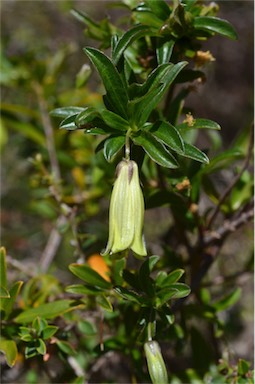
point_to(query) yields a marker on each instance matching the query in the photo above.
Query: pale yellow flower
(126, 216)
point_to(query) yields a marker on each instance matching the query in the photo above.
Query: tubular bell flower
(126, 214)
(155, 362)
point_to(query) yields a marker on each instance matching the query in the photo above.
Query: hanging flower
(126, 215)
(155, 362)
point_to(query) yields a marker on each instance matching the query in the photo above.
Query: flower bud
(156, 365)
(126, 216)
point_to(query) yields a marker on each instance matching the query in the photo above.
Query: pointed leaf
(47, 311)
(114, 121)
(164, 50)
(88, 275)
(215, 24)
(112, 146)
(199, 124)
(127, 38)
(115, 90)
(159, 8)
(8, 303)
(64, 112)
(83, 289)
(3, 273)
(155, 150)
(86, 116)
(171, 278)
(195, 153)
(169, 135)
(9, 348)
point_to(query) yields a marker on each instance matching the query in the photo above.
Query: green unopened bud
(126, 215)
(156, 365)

================

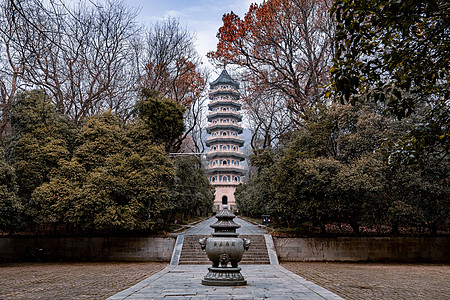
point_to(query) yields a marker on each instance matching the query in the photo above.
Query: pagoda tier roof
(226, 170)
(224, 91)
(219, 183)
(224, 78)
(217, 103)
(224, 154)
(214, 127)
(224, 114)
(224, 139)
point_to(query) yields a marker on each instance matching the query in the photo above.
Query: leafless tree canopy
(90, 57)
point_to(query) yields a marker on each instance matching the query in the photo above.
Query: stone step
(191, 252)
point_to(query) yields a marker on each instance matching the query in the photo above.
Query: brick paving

================

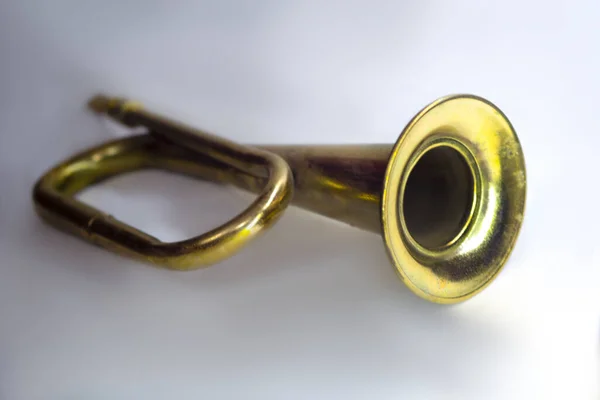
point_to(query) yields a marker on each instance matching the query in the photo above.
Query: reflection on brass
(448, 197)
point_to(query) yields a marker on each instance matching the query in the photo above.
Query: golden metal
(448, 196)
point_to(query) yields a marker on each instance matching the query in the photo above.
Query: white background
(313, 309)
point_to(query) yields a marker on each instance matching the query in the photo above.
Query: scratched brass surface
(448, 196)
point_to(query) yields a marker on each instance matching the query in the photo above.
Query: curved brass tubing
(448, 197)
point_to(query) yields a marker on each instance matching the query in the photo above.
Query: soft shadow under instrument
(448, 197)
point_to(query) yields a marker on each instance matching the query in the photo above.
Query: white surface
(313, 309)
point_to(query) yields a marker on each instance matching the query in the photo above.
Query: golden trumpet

================

- [WHAT IS BEING ASKED]: Please output the lines of the listing above that fall in the stretch from the one with "Query: soft shadow under instrument" through the one with "Query: golden trumpet", exactly and only those.

- [OUTPUT FOR THIS EXERCISE]:
Query: soft shadow under instrument
(448, 197)
point_to(query) yields a marker on each instance matching the query in the photo above.
Query: white surface
(313, 309)
point_to(query) yields a marker on each instance matching the query in the photo above.
Query: golden trumpet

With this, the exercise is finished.